Written By Hamro Sansar on Tuesday, April 24, 2012 | 7:52 AM

24th-04-2012

UNITED NATIONS: Fighting in Syria continues despite Syrian government assertions that it will comply with a U.N.-backed truce and has withdrawn troops and heavy weapons from cities and towns, the U.N. political affairs chief said on Monday.

More than 9,000 people have died in Syria during 13 months of fighting sparked by a popular uprising against President Bashar al-Assad. At least 20 people were killed in shelling on Monday, activists said.

"The cessation of armed violence remains incomplete," Lynn Pascoe, U.N. undersecretary-general for political affairs, told the 15-nation Security Council during an open debate on the Middle East.

"Too many lives have been lost, human rights violations are still perpetrated with impunity. It is our hope that the deployment of observers will help to stop the killing and consolidate the calm," Pascoe said.

──────────

_SHORT PROBLEM_: According to the Syria news passage, how many people were killed in shelling on Monday, as activists said?

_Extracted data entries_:
──────────

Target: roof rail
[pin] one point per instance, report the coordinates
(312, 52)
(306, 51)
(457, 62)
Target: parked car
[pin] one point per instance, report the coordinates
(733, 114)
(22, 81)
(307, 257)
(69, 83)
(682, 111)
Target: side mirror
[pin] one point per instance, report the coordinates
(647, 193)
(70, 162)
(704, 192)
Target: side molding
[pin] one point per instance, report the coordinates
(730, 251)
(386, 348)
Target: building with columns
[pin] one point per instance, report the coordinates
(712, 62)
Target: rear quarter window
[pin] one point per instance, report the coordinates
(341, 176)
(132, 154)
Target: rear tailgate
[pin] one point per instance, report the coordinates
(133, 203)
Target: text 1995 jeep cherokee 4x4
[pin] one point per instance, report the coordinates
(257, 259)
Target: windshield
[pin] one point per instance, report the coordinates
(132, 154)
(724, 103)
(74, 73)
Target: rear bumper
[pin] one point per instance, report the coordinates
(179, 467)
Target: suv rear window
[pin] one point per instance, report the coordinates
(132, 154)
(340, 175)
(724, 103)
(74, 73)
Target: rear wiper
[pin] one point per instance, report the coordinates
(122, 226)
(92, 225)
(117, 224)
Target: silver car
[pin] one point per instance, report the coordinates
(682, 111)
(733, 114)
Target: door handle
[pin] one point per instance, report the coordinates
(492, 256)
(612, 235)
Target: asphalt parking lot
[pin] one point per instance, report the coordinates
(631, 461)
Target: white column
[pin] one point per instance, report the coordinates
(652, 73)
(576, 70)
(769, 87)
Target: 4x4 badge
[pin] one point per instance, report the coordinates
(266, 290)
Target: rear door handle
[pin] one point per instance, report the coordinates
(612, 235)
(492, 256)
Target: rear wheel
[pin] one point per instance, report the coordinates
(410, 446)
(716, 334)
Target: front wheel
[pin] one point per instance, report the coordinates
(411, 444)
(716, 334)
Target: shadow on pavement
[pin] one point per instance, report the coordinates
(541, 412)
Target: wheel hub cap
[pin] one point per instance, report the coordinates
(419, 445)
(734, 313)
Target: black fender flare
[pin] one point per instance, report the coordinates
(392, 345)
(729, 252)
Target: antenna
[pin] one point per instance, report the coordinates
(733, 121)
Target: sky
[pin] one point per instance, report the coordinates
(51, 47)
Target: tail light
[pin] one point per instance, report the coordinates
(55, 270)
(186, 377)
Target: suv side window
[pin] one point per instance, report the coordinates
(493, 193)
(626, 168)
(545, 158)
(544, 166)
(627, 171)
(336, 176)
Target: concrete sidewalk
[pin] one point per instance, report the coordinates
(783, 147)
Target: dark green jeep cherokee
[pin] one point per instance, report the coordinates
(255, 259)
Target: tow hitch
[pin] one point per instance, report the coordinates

──────────

_RESULT FOR THIS EXERCISE_: At least 20 people.